▼▼▼
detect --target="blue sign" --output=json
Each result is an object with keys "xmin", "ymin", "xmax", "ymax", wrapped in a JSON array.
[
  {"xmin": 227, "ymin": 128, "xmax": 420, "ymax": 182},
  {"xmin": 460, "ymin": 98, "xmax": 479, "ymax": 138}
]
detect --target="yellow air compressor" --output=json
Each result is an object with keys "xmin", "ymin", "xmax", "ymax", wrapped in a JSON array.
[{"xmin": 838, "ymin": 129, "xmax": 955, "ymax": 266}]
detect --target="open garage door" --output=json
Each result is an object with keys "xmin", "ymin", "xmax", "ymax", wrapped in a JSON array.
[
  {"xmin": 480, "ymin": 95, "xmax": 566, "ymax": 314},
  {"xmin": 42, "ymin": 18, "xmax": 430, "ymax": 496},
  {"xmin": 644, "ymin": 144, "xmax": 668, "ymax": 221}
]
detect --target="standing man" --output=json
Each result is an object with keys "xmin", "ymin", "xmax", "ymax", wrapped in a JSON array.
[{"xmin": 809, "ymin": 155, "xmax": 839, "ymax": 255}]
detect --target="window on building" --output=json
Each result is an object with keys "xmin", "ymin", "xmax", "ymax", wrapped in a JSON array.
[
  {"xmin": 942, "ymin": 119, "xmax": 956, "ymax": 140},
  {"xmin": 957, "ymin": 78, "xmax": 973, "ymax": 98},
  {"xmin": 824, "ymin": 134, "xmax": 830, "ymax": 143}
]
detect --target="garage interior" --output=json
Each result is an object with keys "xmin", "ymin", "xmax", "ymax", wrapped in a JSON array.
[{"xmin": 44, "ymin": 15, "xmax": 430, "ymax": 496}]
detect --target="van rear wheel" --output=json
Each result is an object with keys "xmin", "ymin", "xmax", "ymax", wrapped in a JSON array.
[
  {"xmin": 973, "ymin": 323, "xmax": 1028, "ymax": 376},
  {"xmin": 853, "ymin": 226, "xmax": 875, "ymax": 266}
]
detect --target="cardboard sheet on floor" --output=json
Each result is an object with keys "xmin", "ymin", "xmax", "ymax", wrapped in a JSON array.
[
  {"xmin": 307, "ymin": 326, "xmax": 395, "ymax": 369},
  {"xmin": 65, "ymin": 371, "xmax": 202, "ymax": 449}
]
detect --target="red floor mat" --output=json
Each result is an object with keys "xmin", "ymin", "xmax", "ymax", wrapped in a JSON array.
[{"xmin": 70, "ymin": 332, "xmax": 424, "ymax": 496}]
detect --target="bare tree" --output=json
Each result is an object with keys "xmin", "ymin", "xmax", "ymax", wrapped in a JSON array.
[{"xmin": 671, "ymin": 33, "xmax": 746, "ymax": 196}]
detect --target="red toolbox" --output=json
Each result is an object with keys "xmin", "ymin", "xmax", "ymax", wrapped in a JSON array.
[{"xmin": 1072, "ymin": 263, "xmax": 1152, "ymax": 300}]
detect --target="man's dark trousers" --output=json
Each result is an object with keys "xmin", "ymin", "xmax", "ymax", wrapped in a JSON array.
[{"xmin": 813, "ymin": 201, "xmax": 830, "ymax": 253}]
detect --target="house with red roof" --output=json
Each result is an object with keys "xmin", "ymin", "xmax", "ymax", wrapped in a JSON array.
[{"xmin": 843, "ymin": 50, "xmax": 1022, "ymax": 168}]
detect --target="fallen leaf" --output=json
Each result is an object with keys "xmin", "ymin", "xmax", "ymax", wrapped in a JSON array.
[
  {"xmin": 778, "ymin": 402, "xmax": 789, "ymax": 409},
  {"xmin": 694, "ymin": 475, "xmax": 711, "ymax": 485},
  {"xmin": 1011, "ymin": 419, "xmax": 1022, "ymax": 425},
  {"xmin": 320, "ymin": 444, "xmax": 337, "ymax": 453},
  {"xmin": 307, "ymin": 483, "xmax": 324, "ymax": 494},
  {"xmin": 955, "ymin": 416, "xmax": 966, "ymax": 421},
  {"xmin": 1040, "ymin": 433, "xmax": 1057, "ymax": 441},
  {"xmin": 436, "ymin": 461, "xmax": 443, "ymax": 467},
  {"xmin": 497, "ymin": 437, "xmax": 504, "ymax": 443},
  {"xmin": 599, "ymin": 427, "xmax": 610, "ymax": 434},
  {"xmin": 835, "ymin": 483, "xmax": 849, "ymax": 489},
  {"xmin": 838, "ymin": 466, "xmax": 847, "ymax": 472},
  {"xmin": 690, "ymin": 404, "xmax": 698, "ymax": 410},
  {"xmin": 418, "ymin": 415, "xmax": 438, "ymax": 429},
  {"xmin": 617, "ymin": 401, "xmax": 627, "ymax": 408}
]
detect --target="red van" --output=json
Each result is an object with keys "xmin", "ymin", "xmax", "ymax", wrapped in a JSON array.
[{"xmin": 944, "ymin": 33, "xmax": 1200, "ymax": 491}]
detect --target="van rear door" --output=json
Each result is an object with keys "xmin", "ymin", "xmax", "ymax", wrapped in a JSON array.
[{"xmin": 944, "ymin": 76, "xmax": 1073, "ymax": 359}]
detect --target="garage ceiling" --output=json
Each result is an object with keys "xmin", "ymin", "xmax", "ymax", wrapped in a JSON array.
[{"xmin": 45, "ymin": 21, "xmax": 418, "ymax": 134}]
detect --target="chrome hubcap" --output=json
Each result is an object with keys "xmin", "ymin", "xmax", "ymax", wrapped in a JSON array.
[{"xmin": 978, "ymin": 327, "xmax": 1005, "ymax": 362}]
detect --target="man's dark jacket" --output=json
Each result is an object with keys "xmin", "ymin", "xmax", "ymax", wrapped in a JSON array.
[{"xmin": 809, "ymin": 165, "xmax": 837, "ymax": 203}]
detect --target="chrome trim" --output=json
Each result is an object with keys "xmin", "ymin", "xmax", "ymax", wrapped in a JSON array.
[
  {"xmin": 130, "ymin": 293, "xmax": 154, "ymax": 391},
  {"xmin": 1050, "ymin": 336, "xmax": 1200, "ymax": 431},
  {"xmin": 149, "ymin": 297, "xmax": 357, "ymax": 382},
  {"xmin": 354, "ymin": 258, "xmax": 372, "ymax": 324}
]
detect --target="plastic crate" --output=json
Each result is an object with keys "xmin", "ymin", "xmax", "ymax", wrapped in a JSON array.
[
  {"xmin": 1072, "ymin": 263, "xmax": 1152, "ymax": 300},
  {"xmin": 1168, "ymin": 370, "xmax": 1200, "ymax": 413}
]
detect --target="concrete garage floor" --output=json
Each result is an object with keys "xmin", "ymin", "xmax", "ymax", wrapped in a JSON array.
▲▲▲
== TRY IT ==
Return the complete material exactly as it reads.

== TASK ANSWER ==
detect --target="blue sign" --output=json
Each result is an object with keys "xmin", "ymin", "xmax", "ymax", wrapped in a JSON array.
[
  {"xmin": 227, "ymin": 128, "xmax": 420, "ymax": 182},
  {"xmin": 460, "ymin": 98, "xmax": 479, "ymax": 138}
]
detect --target="yellow air compressor" --output=json
Each result is an object with keys "xmin", "ymin", "xmax", "ymax", wrapped in a JSON array.
[{"xmin": 838, "ymin": 129, "xmax": 955, "ymax": 266}]
detect --target="open garage door" --output=json
Each result is an object with keys "xmin", "ymin", "xmax", "ymax", wrapped in a JSON array.
[
  {"xmin": 480, "ymin": 95, "xmax": 566, "ymax": 314},
  {"xmin": 42, "ymin": 18, "xmax": 430, "ymax": 496},
  {"xmin": 644, "ymin": 144, "xmax": 668, "ymax": 221}
]
detect --target="standing man" --output=json
Each result is an object with keys "xmin", "ymin", "xmax", "ymax", wrapped in a JSON array.
[{"xmin": 809, "ymin": 155, "xmax": 839, "ymax": 255}]
detect --target="window on building" --output=json
Each result is an object with keys "xmin", "ymin", "xmax", "ymax", wrapped in a JSON array.
[
  {"xmin": 942, "ymin": 119, "xmax": 956, "ymax": 140},
  {"xmin": 957, "ymin": 78, "xmax": 973, "ymax": 98},
  {"xmin": 824, "ymin": 134, "xmax": 830, "ymax": 143}
]
detect --target="garage interior" --output=json
Each result is an object with keys "xmin", "ymin", "xmax", "ymax", wrapped in a JSON array.
[{"xmin": 44, "ymin": 15, "xmax": 430, "ymax": 496}]
detect --target="van rear wheel" --output=json
Each result is an object with keys "xmin", "ymin", "xmax", "ymax", wrapped in a JSON array.
[
  {"xmin": 973, "ymin": 323, "xmax": 1028, "ymax": 376},
  {"xmin": 853, "ymin": 226, "xmax": 875, "ymax": 266}
]
detect --target="cardboard sheet on floor" --output=json
Each result is an object with keys "xmin", "ymin", "xmax", "ymax", wrapped in a JSON array.
[
  {"xmin": 307, "ymin": 326, "xmax": 395, "ymax": 369},
  {"xmin": 65, "ymin": 371, "xmax": 202, "ymax": 449}
]
detect --target="red floor mat" --output=json
Each result is an object with keys "xmin", "ymin", "xmax", "ymax", wrapped in a JSON array.
[{"xmin": 70, "ymin": 332, "xmax": 424, "ymax": 496}]
detect --target="bare tree" --output=json
Each result is an object with keys "xmin", "ymin", "xmax", "ymax", wrapped in a JSON array.
[{"xmin": 671, "ymin": 33, "xmax": 746, "ymax": 196}]
detect --target="red toolbox" --output=json
Each result is an object with keys "xmin", "ymin", "xmax", "ymax", wrapped in a JSON array.
[{"xmin": 1072, "ymin": 263, "xmax": 1152, "ymax": 300}]
detect --target="man's dark trousers" --output=json
Each result is an object with keys "xmin", "ymin", "xmax", "ymax", wrapped in a JSON array.
[{"xmin": 813, "ymin": 201, "xmax": 830, "ymax": 253}]
detect --target="house with red roof" --output=json
Each result is an object with keys "xmin", "ymin", "xmax", "ymax", wrapped in a JSON array.
[{"xmin": 843, "ymin": 50, "xmax": 1022, "ymax": 168}]
detect --target="fallen leaf" --output=json
Each result is an object with keys "xmin", "ymin", "xmax", "ymax", wrapped in a JSON array.
[
  {"xmin": 778, "ymin": 402, "xmax": 789, "ymax": 409},
  {"xmin": 694, "ymin": 475, "xmax": 711, "ymax": 485},
  {"xmin": 1011, "ymin": 419, "xmax": 1022, "ymax": 425},
  {"xmin": 320, "ymin": 444, "xmax": 337, "ymax": 453},
  {"xmin": 307, "ymin": 483, "xmax": 324, "ymax": 494},
  {"xmin": 955, "ymin": 416, "xmax": 966, "ymax": 421},
  {"xmin": 1040, "ymin": 433, "xmax": 1057, "ymax": 441},
  {"xmin": 436, "ymin": 461, "xmax": 443, "ymax": 467},
  {"xmin": 497, "ymin": 437, "xmax": 504, "ymax": 443},
  {"xmin": 599, "ymin": 427, "xmax": 610, "ymax": 434},
  {"xmin": 835, "ymin": 483, "xmax": 849, "ymax": 489},
  {"xmin": 838, "ymin": 466, "xmax": 847, "ymax": 472},
  {"xmin": 690, "ymin": 404, "xmax": 698, "ymax": 410},
  {"xmin": 418, "ymin": 415, "xmax": 438, "ymax": 429},
  {"xmin": 617, "ymin": 401, "xmax": 627, "ymax": 408}
]
detect --target="red van" --output=json
Each result is an object with keys "xmin", "ymin", "xmax", "ymax", wrapped in a JSON array.
[{"xmin": 944, "ymin": 33, "xmax": 1200, "ymax": 491}]
detect --target="van rear door" --output=json
Each result is an object with keys "xmin", "ymin", "xmax", "ymax", wrapped in a JSON array.
[{"xmin": 944, "ymin": 76, "xmax": 1073, "ymax": 359}]
detect --target="garage ceiling" --output=json
Each result is an object with keys "xmin", "ymin", "xmax", "ymax", wrapped in a JSON array.
[{"xmin": 45, "ymin": 21, "xmax": 418, "ymax": 134}]
detect --target="chrome hubcap" --output=json
Each result is an object with keys "xmin", "ymin", "xmax", "ymax", wrapped in a JSON array.
[{"xmin": 978, "ymin": 327, "xmax": 1005, "ymax": 362}]
detect --target="man's dark jacket" --output=json
Each result is an object with keys "xmin", "ymin", "xmax", "ymax", wrapped in a JSON array.
[{"xmin": 809, "ymin": 165, "xmax": 837, "ymax": 203}]
detect --target="chrome trim" --output=json
Each result is an object with keys "xmin", "ymin", "xmax", "ymax", wrapped in a JSON array.
[
  {"xmin": 130, "ymin": 293, "xmax": 154, "ymax": 391},
  {"xmin": 1050, "ymin": 336, "xmax": 1200, "ymax": 431},
  {"xmin": 149, "ymin": 297, "xmax": 357, "ymax": 382},
  {"xmin": 354, "ymin": 258, "xmax": 372, "ymax": 324}
]
detect --target="plastic crate" --output=json
Each result is an object with keys "xmin", "ymin", "xmax", "ymax", wrapped in a JSON array.
[
  {"xmin": 1072, "ymin": 263, "xmax": 1152, "ymax": 300},
  {"xmin": 1168, "ymin": 370, "xmax": 1200, "ymax": 413}
]
detect --target="concrete garage floor" --output=json
Each result is an object with keys "xmin", "ymin", "xmax", "ymax", wrapped in a JSON array.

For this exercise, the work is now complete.